*GIVEN TEXT:*
- Opening Delimiter -
He was a story of inspiration after overcoming a serious case of melanoma in 1976 and was a man of virtue who refused to involve himself in the concussion lawsuit against the NFL, saying, “I don’t need anything from anybody but what I earned.” Yet he was reviled by many of his former players, almost got into a fistfight with Ditka after after a 1984 preseason game and bolted town after the ‘87 season reportedly without even informing his assistant coaches.

As favorite sons go, Bart Starr lost a great deal in nine years as Packers coach, but never lost his image as a classy man. The same couldn’t be said for Gregg, during his dismal four seasons as Starr’s successor. And that’s a shame that Gregg’s legacy has to be tainted so much by those four years.

The hiring of Gregg to replace the fired Starr on Christmas Eve 1983 seemed to make sense at the time. Unlike Starr, he had succeeded as a coach, however limited that success was, and Packers fans would be appeased — finally — by seeing one of Lombardi’s sons lead this team out of the wilderness.

Starr couldn’t do it. Surely, Gregg would.

But things went wrong in a hurry with an organization that should have known better by this point. Gregg was given the dual responsibility of being coach and general manager, even though that arrangement had failed miserably with predecessors Phil Bengtson, Dan Devine and Starr.

Lombardi had warned that the dual role had become too much for one man when he stepped down in February 1968, yet the Packers still refused to listen.

Gregg’s first team in Green Bay started 1-7 after the Packers nearly reached the playoffs under Starr one season earlier and it went downhill from there. A man who demanded final say on personnel decisions before he accepted the job oversaw lackluster drafts that would eventually unravel what good Starr had finally started to achieve in Green Bay.
- Closing Delimiter -
*LISTED RECORDS:*
- Opening Delimiter -
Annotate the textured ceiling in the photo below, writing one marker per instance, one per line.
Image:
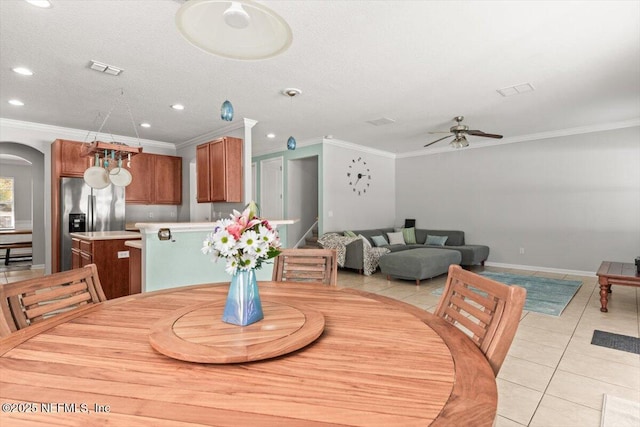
(419, 63)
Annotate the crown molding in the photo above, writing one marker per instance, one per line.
(214, 134)
(79, 134)
(531, 137)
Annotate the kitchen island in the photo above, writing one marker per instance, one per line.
(107, 250)
(172, 256)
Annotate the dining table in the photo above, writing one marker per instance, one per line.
(322, 356)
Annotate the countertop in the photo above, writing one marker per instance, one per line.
(107, 235)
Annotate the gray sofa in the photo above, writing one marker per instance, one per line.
(470, 254)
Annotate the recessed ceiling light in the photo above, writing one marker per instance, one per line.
(22, 70)
(45, 4)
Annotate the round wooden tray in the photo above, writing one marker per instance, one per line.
(198, 334)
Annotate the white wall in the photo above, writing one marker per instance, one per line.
(302, 196)
(570, 202)
(342, 209)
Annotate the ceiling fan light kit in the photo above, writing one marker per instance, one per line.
(459, 131)
(243, 30)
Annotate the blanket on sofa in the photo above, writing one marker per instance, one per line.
(371, 256)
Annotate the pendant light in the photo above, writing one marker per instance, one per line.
(226, 111)
(291, 92)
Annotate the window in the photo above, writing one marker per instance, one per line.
(7, 213)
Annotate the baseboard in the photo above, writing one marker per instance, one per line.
(545, 269)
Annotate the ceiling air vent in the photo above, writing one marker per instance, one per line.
(381, 121)
(105, 68)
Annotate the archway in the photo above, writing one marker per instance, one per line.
(36, 158)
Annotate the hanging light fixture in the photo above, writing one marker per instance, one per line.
(291, 92)
(226, 111)
(234, 29)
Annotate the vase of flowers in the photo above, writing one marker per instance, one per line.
(245, 241)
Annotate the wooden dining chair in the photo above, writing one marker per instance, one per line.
(306, 265)
(30, 301)
(489, 311)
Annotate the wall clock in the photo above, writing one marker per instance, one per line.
(359, 176)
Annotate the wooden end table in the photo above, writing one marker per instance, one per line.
(615, 273)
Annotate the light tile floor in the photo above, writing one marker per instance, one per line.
(552, 375)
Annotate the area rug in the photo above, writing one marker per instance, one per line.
(616, 341)
(618, 412)
(544, 295)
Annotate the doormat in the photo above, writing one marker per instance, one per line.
(616, 341)
(618, 412)
(544, 295)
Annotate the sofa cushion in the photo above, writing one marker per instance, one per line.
(455, 238)
(436, 240)
(396, 238)
(409, 235)
(379, 241)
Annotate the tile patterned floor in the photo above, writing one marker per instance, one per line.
(552, 375)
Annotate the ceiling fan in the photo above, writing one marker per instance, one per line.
(459, 131)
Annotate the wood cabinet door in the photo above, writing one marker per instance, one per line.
(140, 191)
(71, 163)
(217, 171)
(168, 180)
(202, 173)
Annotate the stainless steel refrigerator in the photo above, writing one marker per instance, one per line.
(86, 209)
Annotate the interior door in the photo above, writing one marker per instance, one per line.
(271, 189)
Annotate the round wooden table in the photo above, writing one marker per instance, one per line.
(379, 362)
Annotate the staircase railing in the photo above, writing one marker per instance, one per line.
(306, 234)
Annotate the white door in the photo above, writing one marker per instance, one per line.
(271, 202)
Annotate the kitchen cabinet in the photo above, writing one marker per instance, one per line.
(156, 180)
(219, 170)
(111, 258)
(68, 160)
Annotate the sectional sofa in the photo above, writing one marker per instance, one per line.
(416, 257)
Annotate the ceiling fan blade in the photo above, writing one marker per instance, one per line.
(438, 140)
(483, 134)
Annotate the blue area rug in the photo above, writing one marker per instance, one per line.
(544, 295)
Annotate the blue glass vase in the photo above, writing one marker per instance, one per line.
(243, 305)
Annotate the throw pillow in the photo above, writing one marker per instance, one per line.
(436, 240)
(365, 242)
(396, 238)
(379, 240)
(409, 235)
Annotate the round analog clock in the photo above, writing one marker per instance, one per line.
(359, 176)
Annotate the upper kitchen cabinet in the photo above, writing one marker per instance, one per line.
(219, 170)
(67, 160)
(157, 180)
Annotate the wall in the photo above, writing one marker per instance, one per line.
(302, 188)
(569, 202)
(342, 208)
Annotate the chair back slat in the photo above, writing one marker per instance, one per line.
(489, 310)
(306, 265)
(27, 302)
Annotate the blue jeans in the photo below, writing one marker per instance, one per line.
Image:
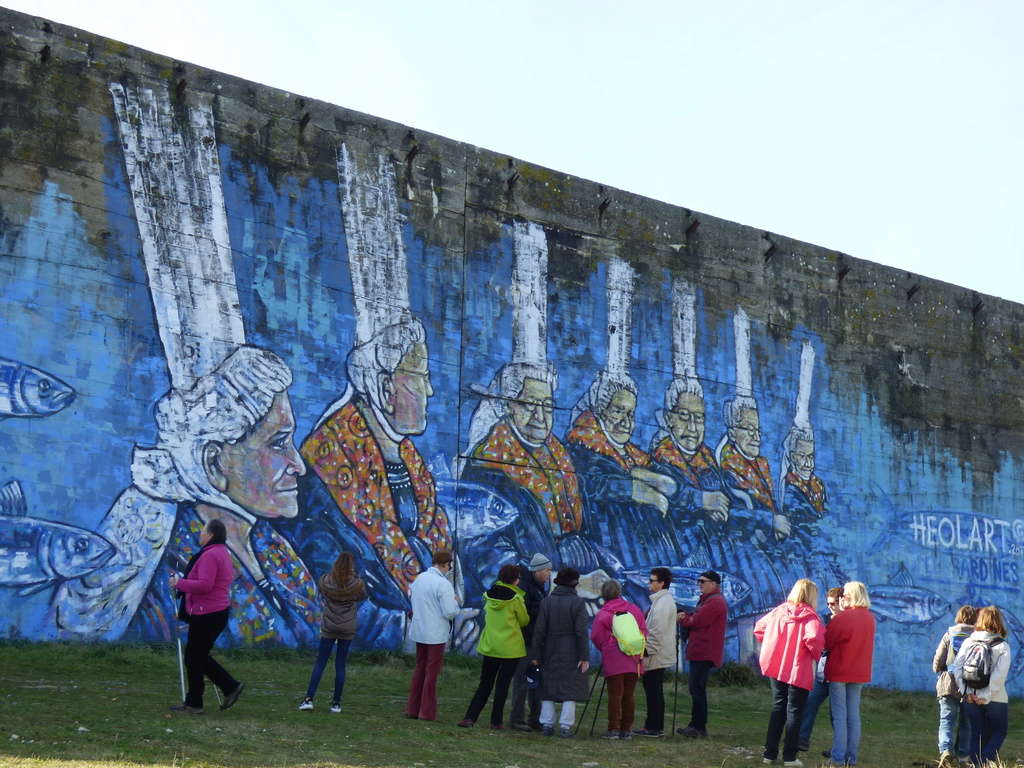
(323, 655)
(950, 710)
(988, 729)
(845, 701)
(818, 694)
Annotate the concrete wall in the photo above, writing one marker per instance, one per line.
(338, 333)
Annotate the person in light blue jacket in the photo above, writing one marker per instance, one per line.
(434, 605)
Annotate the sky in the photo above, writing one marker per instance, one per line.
(892, 131)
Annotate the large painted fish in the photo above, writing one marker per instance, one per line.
(36, 553)
(684, 587)
(901, 601)
(29, 392)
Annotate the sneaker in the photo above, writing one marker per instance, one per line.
(648, 733)
(690, 732)
(230, 698)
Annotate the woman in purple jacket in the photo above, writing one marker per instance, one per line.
(621, 671)
(206, 585)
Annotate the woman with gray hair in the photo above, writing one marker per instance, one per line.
(224, 452)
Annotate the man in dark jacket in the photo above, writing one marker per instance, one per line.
(536, 588)
(705, 648)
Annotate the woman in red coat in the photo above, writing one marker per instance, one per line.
(850, 642)
(792, 637)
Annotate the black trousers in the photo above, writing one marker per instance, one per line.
(786, 712)
(495, 674)
(203, 633)
(521, 693)
(653, 691)
(699, 671)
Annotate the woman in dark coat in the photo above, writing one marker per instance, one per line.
(341, 591)
(561, 649)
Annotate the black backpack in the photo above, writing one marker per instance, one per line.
(977, 664)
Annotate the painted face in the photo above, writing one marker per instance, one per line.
(532, 411)
(262, 470)
(617, 417)
(410, 390)
(686, 421)
(745, 435)
(802, 459)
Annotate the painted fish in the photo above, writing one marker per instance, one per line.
(684, 585)
(29, 392)
(35, 553)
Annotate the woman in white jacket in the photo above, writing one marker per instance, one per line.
(660, 651)
(986, 707)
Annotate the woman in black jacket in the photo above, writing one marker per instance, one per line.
(561, 649)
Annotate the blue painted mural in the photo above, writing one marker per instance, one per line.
(299, 360)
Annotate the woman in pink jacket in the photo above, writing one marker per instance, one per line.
(621, 671)
(793, 638)
(206, 585)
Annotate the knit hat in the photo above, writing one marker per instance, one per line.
(567, 578)
(540, 562)
(712, 576)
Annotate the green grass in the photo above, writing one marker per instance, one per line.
(107, 706)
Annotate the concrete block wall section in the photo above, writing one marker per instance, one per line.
(341, 333)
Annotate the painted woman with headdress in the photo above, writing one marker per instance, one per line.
(224, 448)
(370, 492)
(626, 498)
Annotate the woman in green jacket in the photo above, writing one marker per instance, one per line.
(501, 645)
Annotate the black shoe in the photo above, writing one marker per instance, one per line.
(187, 709)
(230, 698)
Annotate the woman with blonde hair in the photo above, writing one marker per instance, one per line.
(985, 701)
(792, 639)
(850, 643)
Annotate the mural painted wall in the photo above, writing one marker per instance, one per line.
(336, 333)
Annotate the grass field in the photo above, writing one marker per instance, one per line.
(107, 706)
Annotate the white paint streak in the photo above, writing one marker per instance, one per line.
(174, 175)
(376, 251)
(803, 417)
(620, 290)
(741, 332)
(529, 294)
(684, 330)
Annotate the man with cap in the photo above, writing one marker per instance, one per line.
(536, 588)
(705, 648)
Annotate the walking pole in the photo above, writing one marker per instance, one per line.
(597, 707)
(675, 684)
(576, 728)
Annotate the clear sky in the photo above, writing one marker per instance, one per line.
(892, 131)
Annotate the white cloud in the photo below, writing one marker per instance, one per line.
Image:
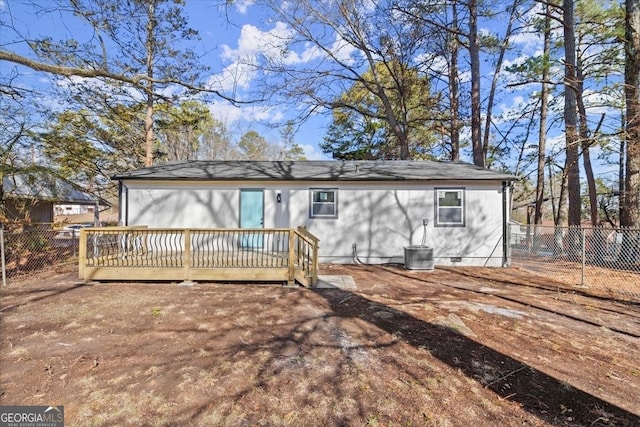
(311, 152)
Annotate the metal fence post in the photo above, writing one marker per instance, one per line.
(584, 253)
(4, 269)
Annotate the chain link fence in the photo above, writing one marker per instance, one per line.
(34, 248)
(603, 260)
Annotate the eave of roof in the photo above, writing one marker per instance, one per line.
(330, 170)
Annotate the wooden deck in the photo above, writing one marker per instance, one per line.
(140, 253)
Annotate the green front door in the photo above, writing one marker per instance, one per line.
(251, 216)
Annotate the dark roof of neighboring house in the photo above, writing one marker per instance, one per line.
(330, 170)
(39, 185)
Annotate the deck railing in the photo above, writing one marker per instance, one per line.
(141, 253)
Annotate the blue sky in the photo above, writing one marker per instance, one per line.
(234, 35)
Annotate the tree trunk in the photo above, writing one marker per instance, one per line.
(571, 116)
(544, 110)
(631, 212)
(474, 56)
(586, 143)
(494, 82)
(148, 124)
(454, 114)
(542, 138)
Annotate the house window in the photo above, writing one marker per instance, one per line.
(324, 203)
(449, 207)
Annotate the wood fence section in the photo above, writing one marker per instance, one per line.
(141, 253)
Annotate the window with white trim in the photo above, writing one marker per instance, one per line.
(323, 203)
(450, 207)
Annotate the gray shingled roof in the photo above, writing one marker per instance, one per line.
(331, 170)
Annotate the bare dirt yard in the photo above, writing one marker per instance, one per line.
(451, 347)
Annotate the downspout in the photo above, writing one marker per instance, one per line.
(123, 200)
(506, 256)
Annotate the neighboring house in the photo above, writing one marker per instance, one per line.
(32, 195)
(362, 211)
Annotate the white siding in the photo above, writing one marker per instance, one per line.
(379, 218)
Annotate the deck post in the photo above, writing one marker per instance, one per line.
(291, 280)
(186, 256)
(82, 253)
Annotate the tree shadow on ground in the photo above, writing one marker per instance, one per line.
(540, 394)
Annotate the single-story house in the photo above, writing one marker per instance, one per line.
(362, 211)
(32, 195)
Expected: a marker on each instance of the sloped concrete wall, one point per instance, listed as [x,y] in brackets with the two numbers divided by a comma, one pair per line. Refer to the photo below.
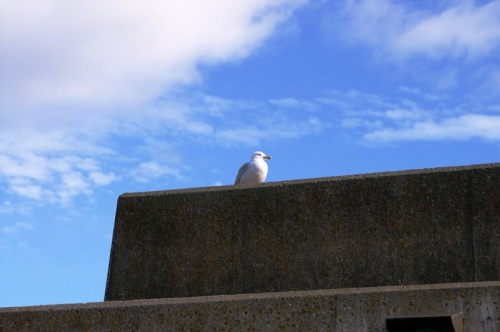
[357,310]
[413,227]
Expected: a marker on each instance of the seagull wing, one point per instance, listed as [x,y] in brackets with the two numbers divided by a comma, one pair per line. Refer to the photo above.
[242,171]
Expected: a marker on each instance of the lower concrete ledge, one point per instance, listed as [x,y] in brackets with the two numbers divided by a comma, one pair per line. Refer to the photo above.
[349,309]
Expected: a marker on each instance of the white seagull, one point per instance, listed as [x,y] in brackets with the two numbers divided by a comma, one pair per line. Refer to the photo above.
[255,171]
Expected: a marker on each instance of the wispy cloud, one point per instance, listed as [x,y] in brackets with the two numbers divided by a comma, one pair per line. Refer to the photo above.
[77,81]
[402,30]
[459,128]
[14,228]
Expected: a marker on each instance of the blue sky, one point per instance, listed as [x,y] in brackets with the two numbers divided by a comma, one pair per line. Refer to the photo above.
[99,98]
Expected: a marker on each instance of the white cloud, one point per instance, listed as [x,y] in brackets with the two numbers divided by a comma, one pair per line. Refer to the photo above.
[402,29]
[148,171]
[115,53]
[458,128]
[16,227]
[77,78]
[465,29]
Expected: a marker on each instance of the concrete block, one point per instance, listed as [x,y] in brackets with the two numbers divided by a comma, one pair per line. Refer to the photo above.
[400,228]
[358,309]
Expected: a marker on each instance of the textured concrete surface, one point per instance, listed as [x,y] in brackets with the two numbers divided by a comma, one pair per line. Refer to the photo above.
[361,309]
[412,227]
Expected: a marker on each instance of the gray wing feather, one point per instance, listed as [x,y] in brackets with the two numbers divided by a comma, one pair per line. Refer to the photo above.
[242,171]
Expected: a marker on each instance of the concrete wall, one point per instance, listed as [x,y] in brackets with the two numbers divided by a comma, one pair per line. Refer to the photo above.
[412,227]
[359,310]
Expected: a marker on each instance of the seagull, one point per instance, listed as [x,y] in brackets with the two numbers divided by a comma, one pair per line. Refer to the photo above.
[255,171]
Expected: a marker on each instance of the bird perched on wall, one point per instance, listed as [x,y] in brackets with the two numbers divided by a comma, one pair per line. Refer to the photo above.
[255,171]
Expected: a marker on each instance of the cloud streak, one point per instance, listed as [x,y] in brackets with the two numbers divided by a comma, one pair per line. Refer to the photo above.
[403,30]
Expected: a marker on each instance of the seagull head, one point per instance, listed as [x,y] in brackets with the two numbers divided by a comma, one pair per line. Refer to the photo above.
[260,155]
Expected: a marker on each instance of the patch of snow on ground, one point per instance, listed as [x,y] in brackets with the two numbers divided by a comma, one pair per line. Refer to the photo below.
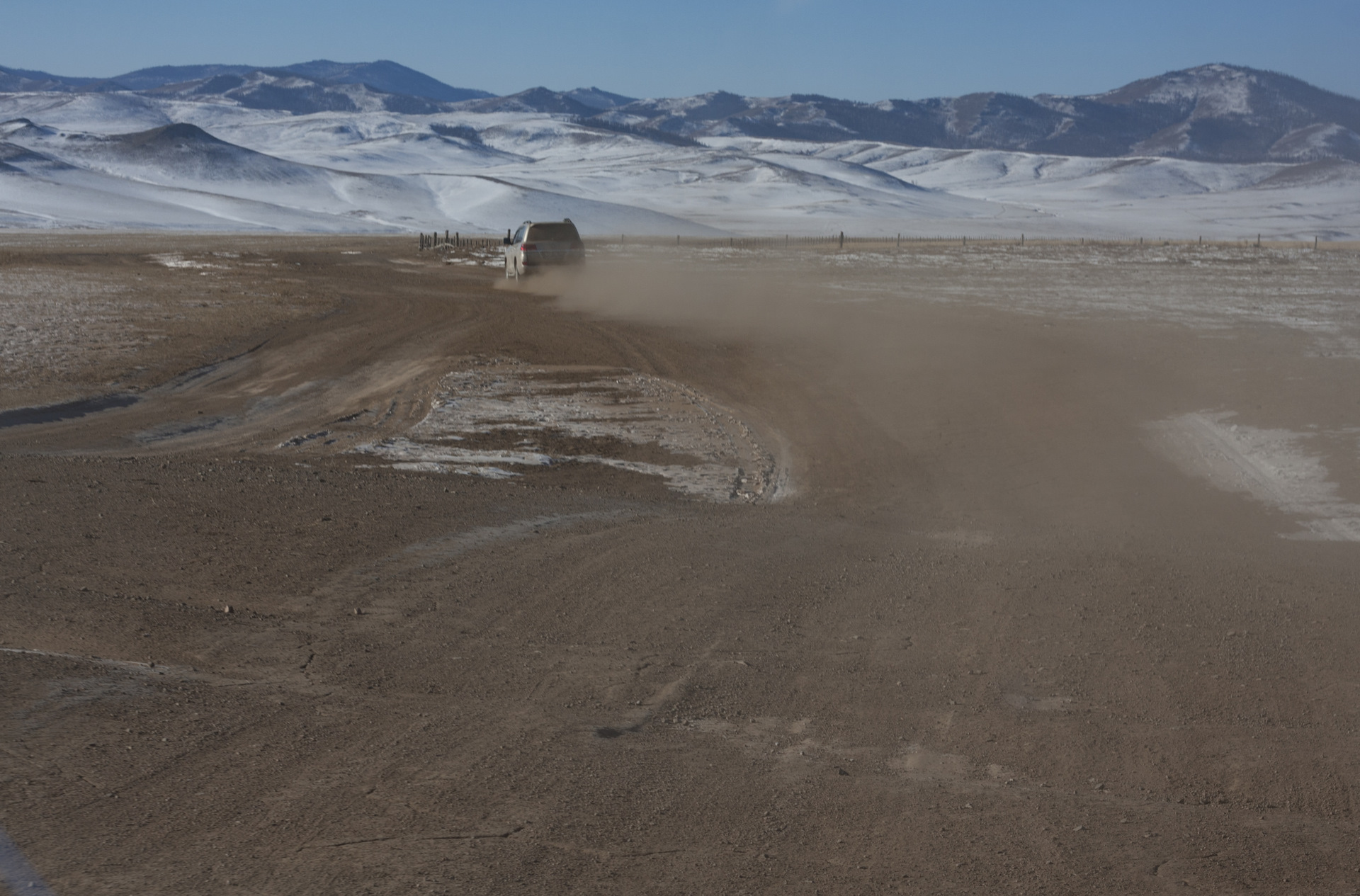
[1269,465]
[715,456]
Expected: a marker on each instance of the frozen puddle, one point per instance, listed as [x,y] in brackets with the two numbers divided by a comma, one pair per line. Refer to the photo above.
[504,415]
[1271,465]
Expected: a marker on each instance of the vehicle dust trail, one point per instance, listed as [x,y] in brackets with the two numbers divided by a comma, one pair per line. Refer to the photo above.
[1266,464]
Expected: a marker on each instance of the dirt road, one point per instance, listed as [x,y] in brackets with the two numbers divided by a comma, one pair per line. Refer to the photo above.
[947,570]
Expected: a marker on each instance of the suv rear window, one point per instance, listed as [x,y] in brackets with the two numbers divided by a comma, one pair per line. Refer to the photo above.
[552,233]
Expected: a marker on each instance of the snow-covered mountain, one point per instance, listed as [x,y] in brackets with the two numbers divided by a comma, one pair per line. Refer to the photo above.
[275,149]
[1212,113]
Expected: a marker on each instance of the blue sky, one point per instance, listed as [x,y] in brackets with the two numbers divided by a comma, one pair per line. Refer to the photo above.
[858,50]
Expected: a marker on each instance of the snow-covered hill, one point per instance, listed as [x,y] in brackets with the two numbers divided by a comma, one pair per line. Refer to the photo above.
[280,150]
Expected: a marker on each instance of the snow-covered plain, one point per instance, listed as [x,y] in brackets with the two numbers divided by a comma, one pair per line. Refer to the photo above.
[64,164]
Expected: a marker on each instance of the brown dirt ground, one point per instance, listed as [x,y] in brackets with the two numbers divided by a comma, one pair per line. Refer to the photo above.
[993,643]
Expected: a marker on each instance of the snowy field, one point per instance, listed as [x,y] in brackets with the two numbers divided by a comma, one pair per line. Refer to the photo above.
[66,161]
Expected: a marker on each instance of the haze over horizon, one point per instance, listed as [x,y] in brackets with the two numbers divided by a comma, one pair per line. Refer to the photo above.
[773,48]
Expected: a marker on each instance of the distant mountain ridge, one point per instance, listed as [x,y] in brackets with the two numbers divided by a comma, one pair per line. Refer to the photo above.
[1211,113]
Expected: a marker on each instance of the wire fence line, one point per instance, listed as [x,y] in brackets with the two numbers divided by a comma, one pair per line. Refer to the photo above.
[445,241]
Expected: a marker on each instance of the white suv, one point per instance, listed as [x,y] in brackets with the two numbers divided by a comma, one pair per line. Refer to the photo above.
[543,244]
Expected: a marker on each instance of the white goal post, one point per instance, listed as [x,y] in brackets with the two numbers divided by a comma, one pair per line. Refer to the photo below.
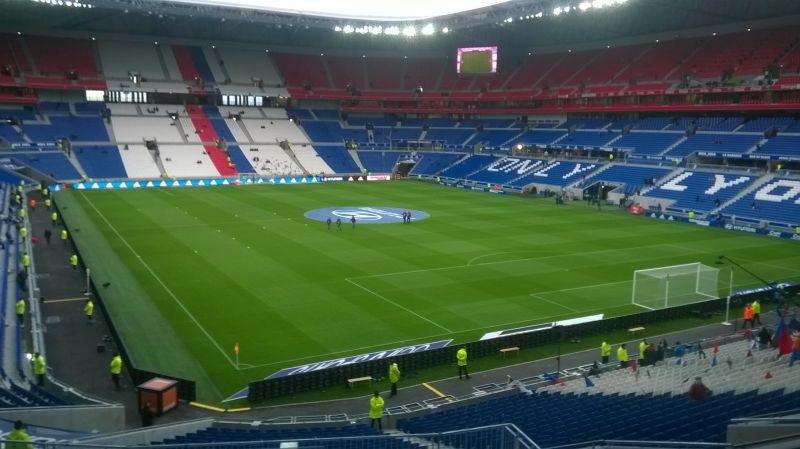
- Closing Delimiter -
*PROBLEM DETAILS:*
Decide whether each statement below agrees with the text about Gregg's years as Packers coach. For each, answer yes or no and quote the words of that text that decide it.
1. Gregg was hired to replace Starr on Christmas Eve 1983.
2. Gregg held the job of coach only, without general manager duties.
3. Gregg's first team in Green Bay started 1-7.

*RESULT FOR THIS EXERCISE:*
1. Yes: "The hiring of Gregg to replace the fired Starr on Christmas Eve 1983"
2. No: "Gregg was given the dual responsibility of being coach and general manager"
3. Yes: "Gregg’s first team in Green Bay started 1-7"